* Required work *
Gather every line below that contains the word "water" and copy each of those lines out in full.

* Exercise input *

★ ★ ★

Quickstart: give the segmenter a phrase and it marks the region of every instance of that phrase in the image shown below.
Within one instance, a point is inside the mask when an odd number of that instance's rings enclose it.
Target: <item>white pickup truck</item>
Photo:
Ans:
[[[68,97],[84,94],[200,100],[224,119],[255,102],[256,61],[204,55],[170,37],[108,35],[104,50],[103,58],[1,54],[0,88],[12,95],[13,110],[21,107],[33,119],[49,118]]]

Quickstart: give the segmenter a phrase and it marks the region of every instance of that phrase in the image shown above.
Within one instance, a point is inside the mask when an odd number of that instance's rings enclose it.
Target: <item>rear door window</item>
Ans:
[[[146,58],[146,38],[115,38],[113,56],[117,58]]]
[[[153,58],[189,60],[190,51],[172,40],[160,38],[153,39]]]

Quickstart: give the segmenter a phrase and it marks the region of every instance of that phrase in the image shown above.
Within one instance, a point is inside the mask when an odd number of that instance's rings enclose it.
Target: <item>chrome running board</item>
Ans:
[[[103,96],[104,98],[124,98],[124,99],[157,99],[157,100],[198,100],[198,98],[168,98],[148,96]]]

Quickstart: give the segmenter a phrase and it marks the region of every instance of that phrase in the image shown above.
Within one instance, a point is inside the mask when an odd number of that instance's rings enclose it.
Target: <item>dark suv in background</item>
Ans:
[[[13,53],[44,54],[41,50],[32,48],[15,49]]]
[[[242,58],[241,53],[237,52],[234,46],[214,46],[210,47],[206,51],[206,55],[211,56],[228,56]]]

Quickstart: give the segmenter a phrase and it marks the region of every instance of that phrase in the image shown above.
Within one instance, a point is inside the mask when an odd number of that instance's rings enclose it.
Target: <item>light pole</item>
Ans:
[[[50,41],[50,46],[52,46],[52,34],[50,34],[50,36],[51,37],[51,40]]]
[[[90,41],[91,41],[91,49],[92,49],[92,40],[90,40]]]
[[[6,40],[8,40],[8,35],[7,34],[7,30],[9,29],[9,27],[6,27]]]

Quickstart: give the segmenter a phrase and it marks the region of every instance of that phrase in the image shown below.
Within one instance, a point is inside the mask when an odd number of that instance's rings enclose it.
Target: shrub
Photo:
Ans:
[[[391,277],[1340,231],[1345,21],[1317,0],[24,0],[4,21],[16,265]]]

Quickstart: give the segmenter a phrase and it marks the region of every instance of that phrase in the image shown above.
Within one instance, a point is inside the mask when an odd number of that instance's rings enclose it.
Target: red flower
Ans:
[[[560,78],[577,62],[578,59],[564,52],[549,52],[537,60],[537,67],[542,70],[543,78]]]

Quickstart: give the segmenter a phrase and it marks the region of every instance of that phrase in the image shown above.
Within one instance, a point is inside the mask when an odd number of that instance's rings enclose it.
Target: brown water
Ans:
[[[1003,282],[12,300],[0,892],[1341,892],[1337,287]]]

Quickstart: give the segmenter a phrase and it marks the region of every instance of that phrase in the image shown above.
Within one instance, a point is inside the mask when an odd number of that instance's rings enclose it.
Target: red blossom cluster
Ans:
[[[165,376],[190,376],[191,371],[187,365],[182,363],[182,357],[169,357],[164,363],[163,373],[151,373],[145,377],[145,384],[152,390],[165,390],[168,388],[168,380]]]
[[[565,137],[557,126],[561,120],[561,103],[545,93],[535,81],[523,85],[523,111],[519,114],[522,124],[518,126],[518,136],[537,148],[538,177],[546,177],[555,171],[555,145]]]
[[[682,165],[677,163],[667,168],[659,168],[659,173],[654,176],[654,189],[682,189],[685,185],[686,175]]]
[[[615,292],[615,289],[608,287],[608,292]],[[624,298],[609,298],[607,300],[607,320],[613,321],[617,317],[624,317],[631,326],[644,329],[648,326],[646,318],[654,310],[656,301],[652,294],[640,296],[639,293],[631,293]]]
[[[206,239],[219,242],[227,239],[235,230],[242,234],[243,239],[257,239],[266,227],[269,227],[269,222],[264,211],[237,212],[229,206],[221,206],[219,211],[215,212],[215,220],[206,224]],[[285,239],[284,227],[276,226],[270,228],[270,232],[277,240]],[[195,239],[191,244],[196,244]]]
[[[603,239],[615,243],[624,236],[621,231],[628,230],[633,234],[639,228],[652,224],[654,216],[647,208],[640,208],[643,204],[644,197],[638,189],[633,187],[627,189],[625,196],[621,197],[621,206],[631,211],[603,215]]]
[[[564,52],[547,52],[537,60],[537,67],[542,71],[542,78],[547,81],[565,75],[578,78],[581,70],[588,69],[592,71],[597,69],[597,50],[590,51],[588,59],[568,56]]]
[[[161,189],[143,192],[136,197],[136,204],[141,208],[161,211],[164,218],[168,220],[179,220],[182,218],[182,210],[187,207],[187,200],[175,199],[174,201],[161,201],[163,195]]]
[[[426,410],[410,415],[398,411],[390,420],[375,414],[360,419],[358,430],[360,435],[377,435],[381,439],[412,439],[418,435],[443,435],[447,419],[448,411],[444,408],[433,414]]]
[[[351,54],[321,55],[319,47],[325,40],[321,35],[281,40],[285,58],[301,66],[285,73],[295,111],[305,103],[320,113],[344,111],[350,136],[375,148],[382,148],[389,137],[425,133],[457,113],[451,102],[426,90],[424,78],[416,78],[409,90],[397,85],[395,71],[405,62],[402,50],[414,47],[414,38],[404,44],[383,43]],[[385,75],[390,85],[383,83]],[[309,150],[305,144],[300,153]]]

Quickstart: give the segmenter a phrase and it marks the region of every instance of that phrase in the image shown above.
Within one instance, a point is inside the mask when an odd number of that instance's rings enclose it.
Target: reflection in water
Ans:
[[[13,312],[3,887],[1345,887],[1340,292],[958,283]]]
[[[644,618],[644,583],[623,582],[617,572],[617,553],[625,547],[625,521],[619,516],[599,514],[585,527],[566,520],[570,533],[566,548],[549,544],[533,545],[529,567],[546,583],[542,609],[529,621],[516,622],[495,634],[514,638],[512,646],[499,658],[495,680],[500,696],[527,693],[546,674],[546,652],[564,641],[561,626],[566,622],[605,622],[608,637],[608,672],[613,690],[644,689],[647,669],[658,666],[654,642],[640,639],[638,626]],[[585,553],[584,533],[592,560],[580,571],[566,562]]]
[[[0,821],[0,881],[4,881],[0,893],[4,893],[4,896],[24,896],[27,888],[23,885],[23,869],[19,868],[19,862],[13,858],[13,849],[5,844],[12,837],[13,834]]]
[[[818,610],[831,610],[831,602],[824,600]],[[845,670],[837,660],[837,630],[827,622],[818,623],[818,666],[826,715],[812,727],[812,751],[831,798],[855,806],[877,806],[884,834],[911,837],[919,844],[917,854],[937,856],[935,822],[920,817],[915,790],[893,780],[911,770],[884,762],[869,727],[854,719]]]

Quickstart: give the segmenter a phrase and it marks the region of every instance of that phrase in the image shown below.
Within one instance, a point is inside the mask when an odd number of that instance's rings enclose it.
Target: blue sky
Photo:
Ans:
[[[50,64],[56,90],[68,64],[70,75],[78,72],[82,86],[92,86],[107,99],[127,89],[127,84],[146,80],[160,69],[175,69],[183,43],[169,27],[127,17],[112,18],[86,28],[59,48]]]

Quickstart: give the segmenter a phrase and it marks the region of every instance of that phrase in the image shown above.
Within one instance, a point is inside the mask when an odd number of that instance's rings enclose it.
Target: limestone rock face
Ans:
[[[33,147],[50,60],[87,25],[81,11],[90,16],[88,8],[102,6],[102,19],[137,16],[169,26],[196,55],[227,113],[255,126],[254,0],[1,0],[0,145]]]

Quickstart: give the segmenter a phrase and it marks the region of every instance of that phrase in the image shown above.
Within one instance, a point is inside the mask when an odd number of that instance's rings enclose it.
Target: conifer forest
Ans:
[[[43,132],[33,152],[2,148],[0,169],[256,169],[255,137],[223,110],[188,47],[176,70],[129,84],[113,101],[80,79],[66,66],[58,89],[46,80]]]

★ ★ ★

* The answer *
Target: brown water
Target: reflection in water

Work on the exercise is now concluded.